▶ Set task 1:
In the post on measuring teaching quality, on what date do classes at Waikato start?

▶ Document text:
Teaching is about to start again for universities in New Zealand. Classes at Waikato start on 2 March. So it seems like an opportune time to talk about how we measure teaching quality, and in particular the ways that measurement is going wrong. The standard approach to measuring teaching quality is to ask students to complete an evaluation, often at the end of a paper or course. Those student evaluations of teaching (SETs) usually involve rating the teacher, and the paper, on some scale, and across one or more criteria. The scores are then combined (there are various ways to do this) to give an overall measure of teaching quality.
There is some ideological support for asking students to rate teaching quality. If you view education as a consumption activity, then students are consumers, and the service provider (the university) wants to know about the experience of their customers. However, the theoretical support for this position is shaky. Education is not a consumption activity - it is a production activity. Education produces human capital, as well as a signal of quality to future employers. At the time that students complete a particular paper, they are in no position to evaluate the quality of that production, because they are not yet making use of it. It would be like asking a car buyer to rate the quality of spark plugs in their vehicle, before they've even had a chance to take it for a drive.

▶ Dataset records:
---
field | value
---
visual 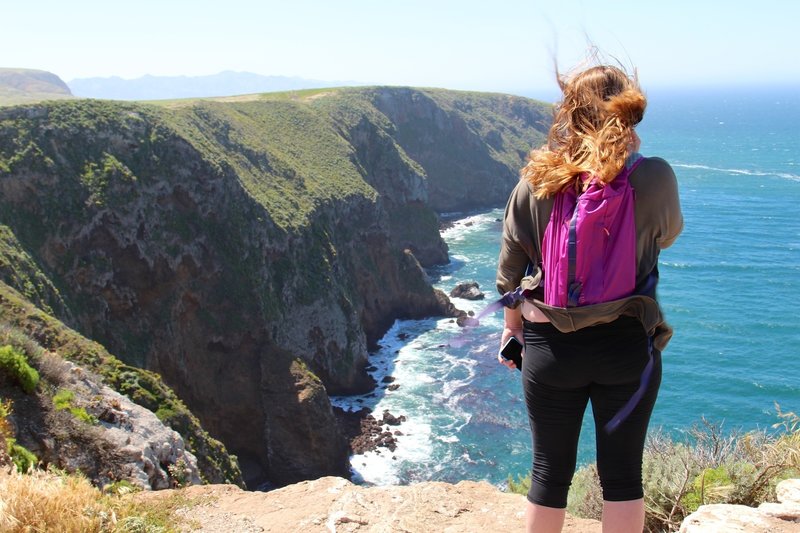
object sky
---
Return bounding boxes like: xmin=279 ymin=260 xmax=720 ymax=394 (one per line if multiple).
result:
xmin=0 ymin=0 xmax=800 ymax=97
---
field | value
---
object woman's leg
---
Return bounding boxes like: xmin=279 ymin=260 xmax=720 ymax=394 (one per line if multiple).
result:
xmin=590 ymin=322 xmax=661 ymax=533
xmin=522 ymin=322 xmax=589 ymax=510
xmin=525 ymin=502 xmax=567 ymax=533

▶ Set task 2:
Write out again the records from their first line through the line containing "xmin=0 ymin=0 xmax=800 ymax=97", both lines included, requests and all. Multiply every bounding-box coordinate in the answers by 0.5 and round to whole numbers, with halves rounding up, but leave the numbers in the requests and their format sample unchanged; leave out the pictures.

▶ Exercise answer 1:
On 2 March.

▶ Exercise answer 2:
---
field | value
---
visual 
object sky
---
Return bounding boxes like: xmin=279 ymin=260 xmax=720 ymax=394 (one per line if multiple).
result:
xmin=0 ymin=0 xmax=400 ymax=49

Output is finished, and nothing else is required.